Material for this task ->
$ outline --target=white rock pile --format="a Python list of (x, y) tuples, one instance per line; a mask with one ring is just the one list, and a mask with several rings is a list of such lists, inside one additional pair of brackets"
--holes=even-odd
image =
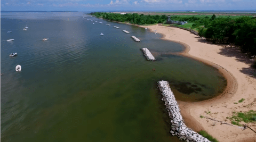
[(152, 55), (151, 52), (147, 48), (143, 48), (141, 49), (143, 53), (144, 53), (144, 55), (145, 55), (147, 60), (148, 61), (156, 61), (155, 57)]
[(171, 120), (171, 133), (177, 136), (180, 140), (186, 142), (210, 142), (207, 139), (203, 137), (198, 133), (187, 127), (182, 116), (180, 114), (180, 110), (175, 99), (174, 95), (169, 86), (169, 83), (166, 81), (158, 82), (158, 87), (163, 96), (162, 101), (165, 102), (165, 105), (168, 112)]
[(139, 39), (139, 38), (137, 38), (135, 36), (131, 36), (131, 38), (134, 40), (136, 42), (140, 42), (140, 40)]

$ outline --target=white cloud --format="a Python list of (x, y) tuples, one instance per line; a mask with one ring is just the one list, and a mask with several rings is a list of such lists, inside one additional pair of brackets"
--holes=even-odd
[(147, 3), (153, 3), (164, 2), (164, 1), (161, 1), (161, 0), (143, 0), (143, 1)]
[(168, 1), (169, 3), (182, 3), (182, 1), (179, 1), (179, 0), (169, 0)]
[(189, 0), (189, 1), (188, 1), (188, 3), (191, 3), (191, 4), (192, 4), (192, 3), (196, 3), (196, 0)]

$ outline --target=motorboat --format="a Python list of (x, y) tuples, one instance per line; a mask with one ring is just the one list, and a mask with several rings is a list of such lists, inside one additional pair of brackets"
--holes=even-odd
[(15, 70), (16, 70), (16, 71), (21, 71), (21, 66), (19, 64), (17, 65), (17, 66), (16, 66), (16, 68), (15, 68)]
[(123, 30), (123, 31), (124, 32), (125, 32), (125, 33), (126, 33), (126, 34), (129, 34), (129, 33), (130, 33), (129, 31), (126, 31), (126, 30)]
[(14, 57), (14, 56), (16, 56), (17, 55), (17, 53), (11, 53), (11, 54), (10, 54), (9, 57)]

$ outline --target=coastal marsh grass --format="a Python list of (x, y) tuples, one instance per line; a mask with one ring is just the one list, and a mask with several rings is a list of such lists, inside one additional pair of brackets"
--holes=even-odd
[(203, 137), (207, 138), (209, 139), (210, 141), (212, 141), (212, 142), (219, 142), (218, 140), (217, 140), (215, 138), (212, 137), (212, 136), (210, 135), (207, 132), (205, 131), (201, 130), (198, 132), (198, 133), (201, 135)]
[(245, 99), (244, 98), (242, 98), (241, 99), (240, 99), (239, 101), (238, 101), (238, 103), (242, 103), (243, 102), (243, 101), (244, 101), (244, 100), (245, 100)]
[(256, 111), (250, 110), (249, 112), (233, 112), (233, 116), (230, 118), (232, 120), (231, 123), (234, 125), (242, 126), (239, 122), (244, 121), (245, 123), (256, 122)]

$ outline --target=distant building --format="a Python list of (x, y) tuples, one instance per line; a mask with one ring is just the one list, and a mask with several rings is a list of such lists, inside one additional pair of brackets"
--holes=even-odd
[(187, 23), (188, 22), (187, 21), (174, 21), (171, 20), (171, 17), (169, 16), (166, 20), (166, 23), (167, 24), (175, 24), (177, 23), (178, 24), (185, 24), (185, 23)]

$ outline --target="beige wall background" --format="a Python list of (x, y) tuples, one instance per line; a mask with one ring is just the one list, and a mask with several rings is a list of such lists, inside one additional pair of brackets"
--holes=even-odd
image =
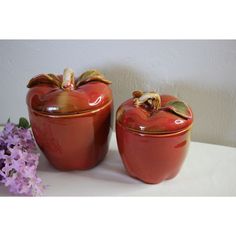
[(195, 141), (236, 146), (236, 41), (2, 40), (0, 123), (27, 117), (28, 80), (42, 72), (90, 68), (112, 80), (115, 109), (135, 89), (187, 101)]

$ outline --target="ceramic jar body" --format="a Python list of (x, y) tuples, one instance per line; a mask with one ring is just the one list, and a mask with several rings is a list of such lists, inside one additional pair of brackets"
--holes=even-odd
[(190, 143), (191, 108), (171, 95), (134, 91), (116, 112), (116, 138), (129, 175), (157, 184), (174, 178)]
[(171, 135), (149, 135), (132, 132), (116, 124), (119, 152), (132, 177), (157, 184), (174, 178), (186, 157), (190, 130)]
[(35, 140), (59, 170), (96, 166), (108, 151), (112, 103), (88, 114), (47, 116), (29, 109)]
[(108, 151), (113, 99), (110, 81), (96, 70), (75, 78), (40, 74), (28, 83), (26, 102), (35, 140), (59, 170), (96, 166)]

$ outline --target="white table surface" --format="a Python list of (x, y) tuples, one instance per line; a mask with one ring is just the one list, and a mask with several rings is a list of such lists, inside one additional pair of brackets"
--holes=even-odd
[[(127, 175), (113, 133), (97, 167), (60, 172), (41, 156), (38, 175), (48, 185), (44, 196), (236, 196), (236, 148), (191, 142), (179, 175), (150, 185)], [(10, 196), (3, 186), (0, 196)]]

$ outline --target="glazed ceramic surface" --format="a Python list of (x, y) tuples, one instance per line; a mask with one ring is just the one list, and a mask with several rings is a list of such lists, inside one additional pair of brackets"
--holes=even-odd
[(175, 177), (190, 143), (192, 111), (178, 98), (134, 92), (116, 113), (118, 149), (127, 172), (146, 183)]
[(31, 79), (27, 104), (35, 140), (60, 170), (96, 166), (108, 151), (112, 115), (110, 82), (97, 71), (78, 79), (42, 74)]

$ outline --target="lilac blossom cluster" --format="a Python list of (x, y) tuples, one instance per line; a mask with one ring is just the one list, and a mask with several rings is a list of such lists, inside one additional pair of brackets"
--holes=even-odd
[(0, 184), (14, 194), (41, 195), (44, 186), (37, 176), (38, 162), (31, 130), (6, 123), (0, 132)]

==

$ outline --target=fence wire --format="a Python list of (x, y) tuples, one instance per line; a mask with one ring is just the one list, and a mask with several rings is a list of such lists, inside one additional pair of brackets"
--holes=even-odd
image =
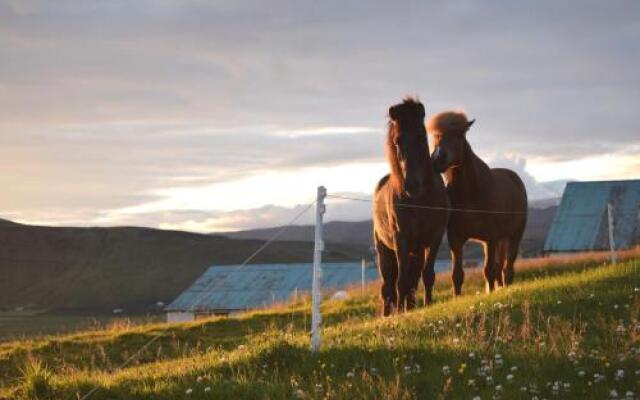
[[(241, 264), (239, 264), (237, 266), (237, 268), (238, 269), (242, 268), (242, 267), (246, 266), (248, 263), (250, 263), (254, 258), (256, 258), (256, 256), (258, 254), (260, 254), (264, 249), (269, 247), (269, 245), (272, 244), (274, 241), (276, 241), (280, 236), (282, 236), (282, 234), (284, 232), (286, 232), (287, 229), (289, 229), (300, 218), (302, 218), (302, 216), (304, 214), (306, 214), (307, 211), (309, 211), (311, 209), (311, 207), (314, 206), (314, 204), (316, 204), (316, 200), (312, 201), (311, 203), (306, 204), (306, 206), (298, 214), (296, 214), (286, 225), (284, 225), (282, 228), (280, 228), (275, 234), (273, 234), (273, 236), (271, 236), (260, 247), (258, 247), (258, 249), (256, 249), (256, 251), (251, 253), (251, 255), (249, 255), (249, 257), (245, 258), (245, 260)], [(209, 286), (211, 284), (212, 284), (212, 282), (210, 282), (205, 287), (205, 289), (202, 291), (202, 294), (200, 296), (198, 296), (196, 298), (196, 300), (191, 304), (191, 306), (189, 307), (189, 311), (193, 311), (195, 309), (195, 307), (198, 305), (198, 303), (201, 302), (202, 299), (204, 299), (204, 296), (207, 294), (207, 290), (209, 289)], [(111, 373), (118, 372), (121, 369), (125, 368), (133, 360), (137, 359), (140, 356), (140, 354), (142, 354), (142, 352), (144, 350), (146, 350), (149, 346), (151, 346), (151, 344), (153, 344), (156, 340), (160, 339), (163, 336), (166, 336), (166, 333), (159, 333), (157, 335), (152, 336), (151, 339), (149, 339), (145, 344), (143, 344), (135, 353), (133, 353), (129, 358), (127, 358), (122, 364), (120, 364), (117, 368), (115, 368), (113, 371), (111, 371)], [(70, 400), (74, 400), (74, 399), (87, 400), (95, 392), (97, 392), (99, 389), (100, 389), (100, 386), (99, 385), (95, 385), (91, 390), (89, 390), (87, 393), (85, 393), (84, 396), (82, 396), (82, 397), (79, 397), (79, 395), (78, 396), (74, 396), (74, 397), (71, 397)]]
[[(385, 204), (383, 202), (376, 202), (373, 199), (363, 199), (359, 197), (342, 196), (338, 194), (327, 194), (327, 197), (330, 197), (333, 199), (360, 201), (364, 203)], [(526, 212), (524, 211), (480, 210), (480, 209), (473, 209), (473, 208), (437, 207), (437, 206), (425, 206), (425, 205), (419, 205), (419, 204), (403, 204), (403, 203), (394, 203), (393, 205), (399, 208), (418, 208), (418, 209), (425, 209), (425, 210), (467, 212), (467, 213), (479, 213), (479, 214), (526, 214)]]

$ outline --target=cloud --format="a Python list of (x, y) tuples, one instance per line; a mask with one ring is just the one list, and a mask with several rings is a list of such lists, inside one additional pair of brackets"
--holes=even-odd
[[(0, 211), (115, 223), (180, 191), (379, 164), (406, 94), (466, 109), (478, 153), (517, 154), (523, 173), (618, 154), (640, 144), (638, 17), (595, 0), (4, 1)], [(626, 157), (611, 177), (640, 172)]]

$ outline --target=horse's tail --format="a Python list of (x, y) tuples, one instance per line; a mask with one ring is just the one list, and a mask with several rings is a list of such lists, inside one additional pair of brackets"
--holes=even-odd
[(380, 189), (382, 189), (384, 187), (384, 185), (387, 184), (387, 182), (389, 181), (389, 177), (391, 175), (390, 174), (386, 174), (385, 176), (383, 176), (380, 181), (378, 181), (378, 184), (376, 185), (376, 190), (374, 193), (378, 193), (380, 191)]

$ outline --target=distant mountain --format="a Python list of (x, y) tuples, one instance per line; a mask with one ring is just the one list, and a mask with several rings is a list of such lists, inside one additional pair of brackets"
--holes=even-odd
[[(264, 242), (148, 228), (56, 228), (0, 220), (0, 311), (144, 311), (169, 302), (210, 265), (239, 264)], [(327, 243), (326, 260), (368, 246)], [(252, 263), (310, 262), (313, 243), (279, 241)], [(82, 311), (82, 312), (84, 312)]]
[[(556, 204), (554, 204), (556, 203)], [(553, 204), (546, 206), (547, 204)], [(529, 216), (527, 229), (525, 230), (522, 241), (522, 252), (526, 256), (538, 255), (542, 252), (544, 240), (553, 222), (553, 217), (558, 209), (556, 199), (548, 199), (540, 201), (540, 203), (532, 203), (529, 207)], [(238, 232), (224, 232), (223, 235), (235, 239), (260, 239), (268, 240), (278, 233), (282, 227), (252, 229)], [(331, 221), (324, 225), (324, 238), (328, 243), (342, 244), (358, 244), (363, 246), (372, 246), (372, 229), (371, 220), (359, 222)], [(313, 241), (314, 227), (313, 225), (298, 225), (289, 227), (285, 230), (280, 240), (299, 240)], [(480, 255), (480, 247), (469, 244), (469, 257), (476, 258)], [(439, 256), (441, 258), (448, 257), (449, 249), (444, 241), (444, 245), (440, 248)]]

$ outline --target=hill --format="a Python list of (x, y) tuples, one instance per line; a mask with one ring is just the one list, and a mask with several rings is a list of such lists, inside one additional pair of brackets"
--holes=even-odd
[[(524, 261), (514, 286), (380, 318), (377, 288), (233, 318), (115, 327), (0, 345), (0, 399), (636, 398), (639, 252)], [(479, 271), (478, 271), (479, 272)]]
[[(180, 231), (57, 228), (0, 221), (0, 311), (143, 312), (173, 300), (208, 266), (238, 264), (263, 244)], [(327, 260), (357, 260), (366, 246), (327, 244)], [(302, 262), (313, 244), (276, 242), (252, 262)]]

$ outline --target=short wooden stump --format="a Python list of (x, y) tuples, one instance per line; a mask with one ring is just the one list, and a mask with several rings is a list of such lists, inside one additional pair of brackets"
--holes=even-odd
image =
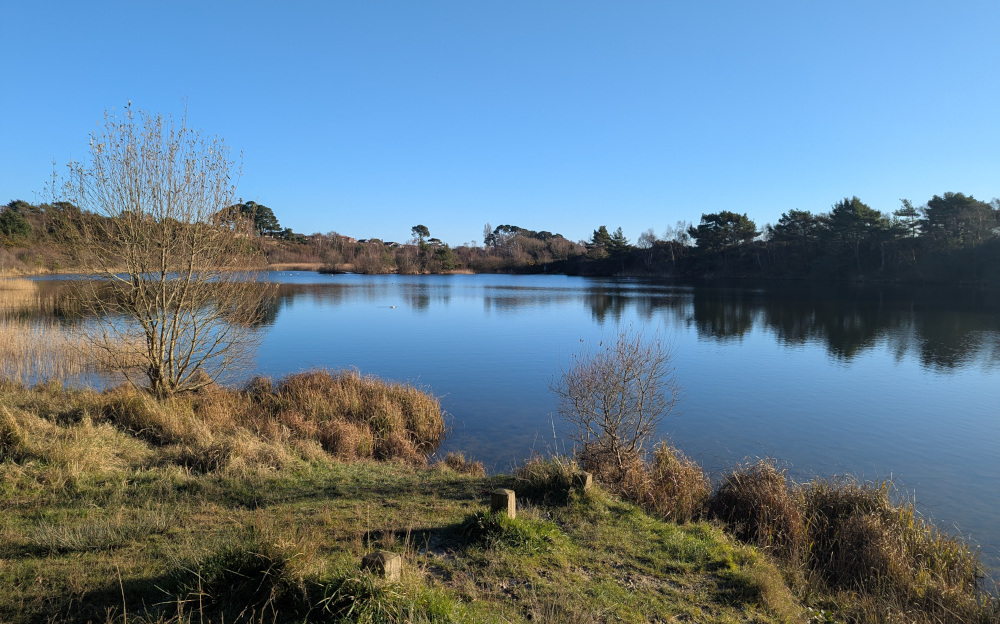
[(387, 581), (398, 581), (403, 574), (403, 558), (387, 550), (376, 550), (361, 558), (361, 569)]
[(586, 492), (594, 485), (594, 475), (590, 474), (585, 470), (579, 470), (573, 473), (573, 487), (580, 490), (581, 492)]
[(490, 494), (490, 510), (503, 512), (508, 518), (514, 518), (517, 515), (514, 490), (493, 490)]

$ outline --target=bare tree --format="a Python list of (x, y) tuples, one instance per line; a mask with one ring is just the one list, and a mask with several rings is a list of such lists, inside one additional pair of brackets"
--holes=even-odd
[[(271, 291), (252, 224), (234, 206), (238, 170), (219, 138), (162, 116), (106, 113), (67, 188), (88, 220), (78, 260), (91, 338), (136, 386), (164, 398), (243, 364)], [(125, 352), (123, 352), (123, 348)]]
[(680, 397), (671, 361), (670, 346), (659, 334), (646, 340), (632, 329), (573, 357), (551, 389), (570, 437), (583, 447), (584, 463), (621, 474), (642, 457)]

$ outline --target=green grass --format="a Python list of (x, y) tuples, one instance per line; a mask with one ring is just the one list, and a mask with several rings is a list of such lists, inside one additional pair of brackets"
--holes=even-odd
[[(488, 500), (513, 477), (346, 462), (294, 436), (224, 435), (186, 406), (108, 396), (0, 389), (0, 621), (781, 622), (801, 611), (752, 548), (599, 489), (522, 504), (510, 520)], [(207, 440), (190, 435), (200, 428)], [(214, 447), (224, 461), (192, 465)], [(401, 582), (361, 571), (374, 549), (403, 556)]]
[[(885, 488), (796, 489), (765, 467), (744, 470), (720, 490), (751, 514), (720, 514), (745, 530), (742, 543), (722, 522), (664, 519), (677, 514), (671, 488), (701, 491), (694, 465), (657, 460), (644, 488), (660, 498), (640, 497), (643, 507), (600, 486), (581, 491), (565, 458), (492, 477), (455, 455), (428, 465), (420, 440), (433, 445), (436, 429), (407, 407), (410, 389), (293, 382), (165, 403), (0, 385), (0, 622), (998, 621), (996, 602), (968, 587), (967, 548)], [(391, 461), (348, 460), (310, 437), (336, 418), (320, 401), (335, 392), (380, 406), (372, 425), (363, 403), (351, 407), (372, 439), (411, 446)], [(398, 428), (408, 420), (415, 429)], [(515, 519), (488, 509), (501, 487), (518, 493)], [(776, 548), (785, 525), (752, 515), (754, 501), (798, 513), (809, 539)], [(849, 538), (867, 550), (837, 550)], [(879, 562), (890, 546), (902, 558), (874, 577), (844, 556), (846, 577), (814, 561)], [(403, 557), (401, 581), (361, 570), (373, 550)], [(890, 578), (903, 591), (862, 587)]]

Prompt -> Count the lines in the listing above that contain the string "distant", treating uppercase and lowercase letters as different, and reply with only the number.

Solution to the problem -> 2